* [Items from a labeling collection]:
━━━━━━━━━━━━━━━━━━━━

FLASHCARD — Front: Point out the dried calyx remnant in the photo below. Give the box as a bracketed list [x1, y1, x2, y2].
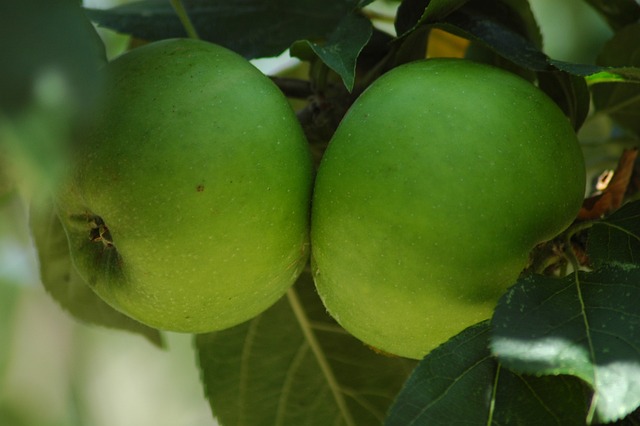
[88, 215, 113, 248]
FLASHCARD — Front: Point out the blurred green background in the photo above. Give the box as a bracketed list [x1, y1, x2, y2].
[0, 0, 611, 426]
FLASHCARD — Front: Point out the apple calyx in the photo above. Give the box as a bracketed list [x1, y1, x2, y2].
[87, 215, 114, 248]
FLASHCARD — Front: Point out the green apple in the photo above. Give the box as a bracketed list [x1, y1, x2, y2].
[311, 59, 585, 358]
[55, 39, 312, 333]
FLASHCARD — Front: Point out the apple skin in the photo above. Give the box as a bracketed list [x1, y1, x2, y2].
[311, 59, 585, 359]
[55, 39, 313, 333]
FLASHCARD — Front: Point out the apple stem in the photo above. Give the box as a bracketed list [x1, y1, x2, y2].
[171, 0, 200, 40]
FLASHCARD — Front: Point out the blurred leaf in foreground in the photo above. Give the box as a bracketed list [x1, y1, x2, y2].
[385, 321, 587, 426]
[30, 195, 163, 347]
[492, 264, 640, 422]
[196, 272, 415, 426]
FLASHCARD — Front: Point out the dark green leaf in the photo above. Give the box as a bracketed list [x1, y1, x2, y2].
[30, 195, 163, 347]
[437, 8, 551, 71]
[87, 0, 359, 58]
[196, 272, 415, 426]
[385, 321, 587, 426]
[492, 264, 640, 422]
[587, 201, 640, 266]
[538, 71, 591, 131]
[586, 0, 640, 30]
[593, 24, 640, 134]
[395, 0, 469, 36]
[298, 14, 373, 91]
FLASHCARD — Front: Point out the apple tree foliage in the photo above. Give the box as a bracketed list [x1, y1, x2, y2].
[0, 0, 640, 426]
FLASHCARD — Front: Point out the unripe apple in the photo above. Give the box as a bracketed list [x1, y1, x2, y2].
[311, 59, 585, 358]
[55, 39, 312, 333]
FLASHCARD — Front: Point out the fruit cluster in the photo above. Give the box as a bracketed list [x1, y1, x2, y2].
[56, 39, 585, 358]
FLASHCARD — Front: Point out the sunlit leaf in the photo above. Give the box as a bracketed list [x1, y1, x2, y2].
[196, 273, 415, 426]
[385, 321, 587, 426]
[586, 0, 640, 29]
[30, 195, 163, 347]
[492, 264, 640, 422]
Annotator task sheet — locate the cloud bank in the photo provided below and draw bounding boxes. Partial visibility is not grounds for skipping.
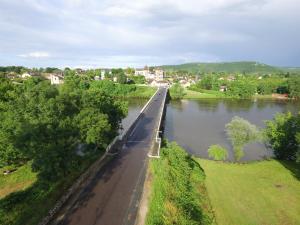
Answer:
[0,0,300,67]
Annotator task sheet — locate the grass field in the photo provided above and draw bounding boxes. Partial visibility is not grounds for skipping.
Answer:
[183,89,220,99]
[146,143,214,225]
[198,159,300,225]
[0,163,36,199]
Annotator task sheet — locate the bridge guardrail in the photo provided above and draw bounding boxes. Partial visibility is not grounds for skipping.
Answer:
[148,88,167,158]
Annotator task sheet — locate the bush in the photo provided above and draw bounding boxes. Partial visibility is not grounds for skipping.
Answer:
[265,113,300,161]
[207,145,228,160]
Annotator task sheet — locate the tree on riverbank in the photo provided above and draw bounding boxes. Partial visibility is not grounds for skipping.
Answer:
[226,116,261,161]
[207,145,228,161]
[170,83,185,99]
[265,112,300,163]
[0,75,127,180]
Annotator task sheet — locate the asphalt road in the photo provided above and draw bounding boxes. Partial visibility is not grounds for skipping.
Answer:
[52,88,166,225]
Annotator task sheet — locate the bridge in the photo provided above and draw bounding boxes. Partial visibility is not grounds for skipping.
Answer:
[47,88,167,225]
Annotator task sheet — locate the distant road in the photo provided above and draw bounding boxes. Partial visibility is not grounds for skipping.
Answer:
[52,88,167,225]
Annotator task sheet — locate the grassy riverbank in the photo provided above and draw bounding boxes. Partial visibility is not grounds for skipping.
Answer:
[0,163,37,199]
[183,89,276,99]
[146,143,213,225]
[197,159,300,225]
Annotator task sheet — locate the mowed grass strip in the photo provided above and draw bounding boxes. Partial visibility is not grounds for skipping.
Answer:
[146,143,214,225]
[0,163,36,198]
[198,159,300,225]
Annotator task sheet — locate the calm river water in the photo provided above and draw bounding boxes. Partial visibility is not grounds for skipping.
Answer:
[123,99,300,161]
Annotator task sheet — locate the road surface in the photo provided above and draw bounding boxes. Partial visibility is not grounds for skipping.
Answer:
[51,88,166,225]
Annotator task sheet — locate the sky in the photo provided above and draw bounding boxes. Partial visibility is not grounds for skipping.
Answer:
[0,0,300,68]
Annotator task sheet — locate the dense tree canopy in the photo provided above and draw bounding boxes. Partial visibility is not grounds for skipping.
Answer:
[226,116,260,161]
[0,76,126,180]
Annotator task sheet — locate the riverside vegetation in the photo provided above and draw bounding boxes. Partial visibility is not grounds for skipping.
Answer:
[0,73,155,225]
[146,142,214,225]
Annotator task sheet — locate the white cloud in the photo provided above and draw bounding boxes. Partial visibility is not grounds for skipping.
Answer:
[18,51,50,58]
[0,0,300,66]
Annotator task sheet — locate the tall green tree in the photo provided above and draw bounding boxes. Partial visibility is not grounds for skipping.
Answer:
[170,83,185,99]
[288,76,300,98]
[226,116,261,161]
[265,112,300,161]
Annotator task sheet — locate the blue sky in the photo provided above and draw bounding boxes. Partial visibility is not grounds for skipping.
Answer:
[0,0,300,68]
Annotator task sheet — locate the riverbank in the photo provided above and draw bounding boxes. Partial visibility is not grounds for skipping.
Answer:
[0,153,101,225]
[146,143,214,225]
[183,89,291,100]
[197,159,300,225]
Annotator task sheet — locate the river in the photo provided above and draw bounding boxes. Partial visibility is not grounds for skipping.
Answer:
[123,99,300,161]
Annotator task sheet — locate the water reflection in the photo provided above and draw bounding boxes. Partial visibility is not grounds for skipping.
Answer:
[165,99,300,161]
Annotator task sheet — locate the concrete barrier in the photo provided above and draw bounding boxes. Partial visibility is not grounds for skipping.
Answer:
[148,88,168,158]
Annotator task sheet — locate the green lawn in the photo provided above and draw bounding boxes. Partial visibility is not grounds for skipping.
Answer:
[0,163,36,199]
[198,159,300,225]
[146,143,214,225]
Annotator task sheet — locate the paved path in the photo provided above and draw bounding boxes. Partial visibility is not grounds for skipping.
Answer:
[52,88,166,225]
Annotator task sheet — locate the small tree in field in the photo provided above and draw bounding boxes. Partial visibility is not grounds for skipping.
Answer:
[207,145,228,161]
[226,116,260,161]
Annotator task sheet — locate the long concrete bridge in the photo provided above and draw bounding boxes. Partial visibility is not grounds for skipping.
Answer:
[48,88,167,225]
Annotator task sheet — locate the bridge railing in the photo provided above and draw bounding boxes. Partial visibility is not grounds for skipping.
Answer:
[118,89,158,143]
[148,87,167,158]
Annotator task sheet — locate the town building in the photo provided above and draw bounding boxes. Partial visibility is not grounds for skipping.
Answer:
[50,74,64,85]
[134,66,165,80]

━━━━━━━━━━━━━━━━━━━━

* [Given problem]: Could you write out all of the data above word for word, omitting the pictures?

* [Output of the task]:
FLASHCARD — Front: Point out the dried calyx remnant in the photo below. Give the box as a bracketed list [x1, y1, x2, y2].
[88, 215, 113, 248]
FLASHCARD — Front: Point out the blurred green background in the photo above. Give the box as a bracketed list [x1, y1, x2, y2].
[0, 0, 611, 426]
FLASHCARD — Front: Point out the apple calyx in the photo above. Give the box as a bracketed list [x1, y1, x2, y2].
[87, 215, 114, 248]
FLASHCARD — Front: Point out the green apple in the photo above. Give the box as a bracketed list [x1, y1, x2, y2].
[311, 59, 585, 358]
[55, 39, 312, 333]
FLASHCARD — Front: Point out the apple skin in the photo above. Give the box as a bracketed list [x1, y1, x2, y2].
[311, 59, 585, 359]
[55, 39, 313, 333]
FLASHCARD — Front: Point out the apple stem in the photo above. Give the box as a bracketed list [x1, y1, x2, y2].
[171, 0, 200, 40]
FLASHCARD — Front: Point out the blurred leaf in foreground in the photo above. Give the box as a bracketed list [x1, y1, x2, y2].
[385, 321, 587, 426]
[30, 195, 163, 347]
[492, 264, 640, 422]
[196, 272, 415, 426]
FLASHCARD — Front: Point out the dark green leaf in the photo above. Give the box as a bracketed list [x1, y1, x2, y2].
[30, 195, 163, 347]
[437, 8, 551, 71]
[87, 0, 359, 58]
[196, 272, 415, 426]
[385, 321, 587, 426]
[492, 264, 640, 422]
[587, 201, 640, 266]
[538, 71, 591, 131]
[586, 0, 640, 30]
[593, 24, 640, 134]
[395, 0, 469, 36]
[298, 14, 373, 91]
FLASHCARD — Front: Point out the apple tree foliage in the photo above. Give the box as a bracketed list [x1, y1, x2, y2].
[0, 0, 640, 426]
FLASHCARD — Front: Point out the unripe apple in the photo above. Give the box as a bracketed list [x1, y1, x2, y2].
[311, 59, 585, 358]
[55, 39, 312, 333]
FLASHCARD — Front: Point out the fruit cluster in the photo above. Give the box as a bracketed list [x1, y1, x2, y2].
[56, 39, 585, 358]
FLASHCARD — Front: Point out the sunlit leaf in the photo above. Give the box as a bracketed list [x1, y1, x2, y2].
[196, 273, 415, 426]
[385, 321, 587, 426]
[586, 0, 640, 29]
[30, 195, 163, 347]
[492, 264, 640, 422]
Annotator task sheet — locate the cloud bank in the photo provided below and draw bounding boxes. Partial visibility is not grounds for skipping.
Answer:
[0,0,300,67]
Annotator task sheet — locate the grass field in the photo provided above and draw bounding boxes. Partial visibility is not grounds for skipping.
Answer:
[183,89,220,99]
[146,143,214,225]
[198,159,300,225]
[0,163,36,199]
Annotator task sheet — locate the bridge guardrail in the photo provided above and draw bounding boxes. Partial visibility is not grounds for skipping.
Answer:
[148,88,167,158]
Annotator task sheet — locate the bush in the photo provided above and draw bounding boxes. Partial visibility is not grounds for skipping.
Answer:
[265,113,300,161]
[207,145,228,160]
Annotator task sheet — locate the tree on riverbank in the photo provided above and draw bounding boxes. Partial visibility is not grounds for skipping.
Answer:
[226,116,261,161]
[207,145,228,161]
[170,83,185,99]
[265,112,300,163]
[0,75,127,180]
Annotator task sheet — locate the asphalt road in the photo provided above and draw bounding boxes. Partial visibility is not grounds for skipping.
Answer:
[52,88,166,225]
Annotator task sheet — locate the bridge in the photo provided above and draw bounding boxes. Partial visibility is not grounds for skipping.
Answer:
[47,88,167,225]
Annotator task sheet — locate the distant road in the photo provided above and draw bounding boxes. Partial visibility is not grounds for skipping.
Answer:
[52,88,167,225]
Annotator task sheet — locate the grassy riverbank in the photo provided above and draw bounding boxes. Partial visibility is not grounds for skipping.
Answer:
[0,163,37,199]
[183,89,276,99]
[146,143,213,225]
[197,159,300,225]
Annotator task sheet — locate the mowed grass strip in the photo provided above and draw bounding boxes. Partial visibility is not grounds for skipping.
Answer:
[146,143,214,225]
[0,163,36,198]
[198,159,300,225]
Annotator task sheet — locate the calm river water in the photo provided above and draw bounding boxes. Partial visibility is not grounds for skipping.
Answer:
[123,99,300,161]
Annotator task sheet — locate the road surface in the photo provided above and draw bounding boxes. Partial visibility is not grounds for skipping.
Answer:
[51,88,166,225]
Annotator task sheet — locate the sky in the photo provided above and draw bounding boxes. Partial visibility is not grounds for skipping.
Answer:
[0,0,300,68]
Annotator task sheet — locate the dense tree canopy in the photo provided above and draw bounding boxes. Partial visibility is not grounds for skipping.
Answer:
[226,116,260,161]
[0,76,126,180]
Annotator task sheet — locate the riverside vegetation in the photo provided above and draw bounding boxes. Partial visibility is not grounds for skipping.
Answer:
[0,73,155,225]
[146,142,214,225]
Annotator task sheet — locate the white cloud in the photo provided above and draw bounding boxes. Partial visibility is not grounds for skipping.
Answer:
[18,51,50,58]
[0,0,300,66]
Annotator task sheet — locate the tall green tree in the photo provided above and draw bounding boxes. Partial visibility is not grounds for skipping.
Answer:
[170,83,185,99]
[288,76,300,98]
[226,116,261,161]
[265,112,300,161]
Annotator task sheet — locate the blue sky in the photo provided above and draw bounding boxes. Partial visibility is not grounds for skipping.
Answer:
[0,0,300,68]
Annotator task sheet — locate the riverbank in the photo provided above and draw bounding boxes. Partial visibility is not grounds for skipping.
Answer:
[0,153,101,225]
[146,143,214,225]
[183,89,291,100]
[197,159,300,225]
Annotator task sheet — locate the river in the photo provided above and draw bounding boxes. Partial visibility is not grounds for skipping.
Answer:
[123,99,300,161]
Annotator task sheet — locate the water reflection in the photo provided above and draw bounding boxes. Partial visibility is not grounds for skipping.
Answer:
[165,99,300,161]
Annotator task sheet — locate the concrete barrier in the photo provided above and draw bounding boxes. Partial visibility is not grounds for skipping.
Answer:
[148,88,168,158]
Annotator task sheet — locate the green lawn in the photo provided above and draw bounding boxes. Partial visibility is not grounds for skipping.
Answer:
[0,163,36,199]
[198,159,300,225]
[146,143,214,225]
Annotator task sheet — locate the paved path in the photo provided above and draw bounding boxes. Partial visibility is not grounds for skipping.
Answer:
[52,88,166,225]
Annotator task sheet — locate the small tree in field in the photo provided above and draw bounding boxes. Partial visibility is not grounds for skipping.
Answer:
[207,145,228,161]
[226,116,260,161]
Annotator task sheet — locate the long concrete bridge in the photo provided above and draw bounding boxes. Partial visibility is not grounds for skipping.
Answer:
[48,88,167,225]
Annotator task sheet — locate the bridge railing in the photo provided above and draw bounding boxes. Partial visibility is not grounds for skipping.
Answer:
[118,89,158,143]
[148,87,167,158]
Annotator task sheet — locate the town building in the photo provided above and draw bounding boxes. Partial visibility is not grounds for skipping.
Answer:
[50,74,64,85]
[134,66,165,80]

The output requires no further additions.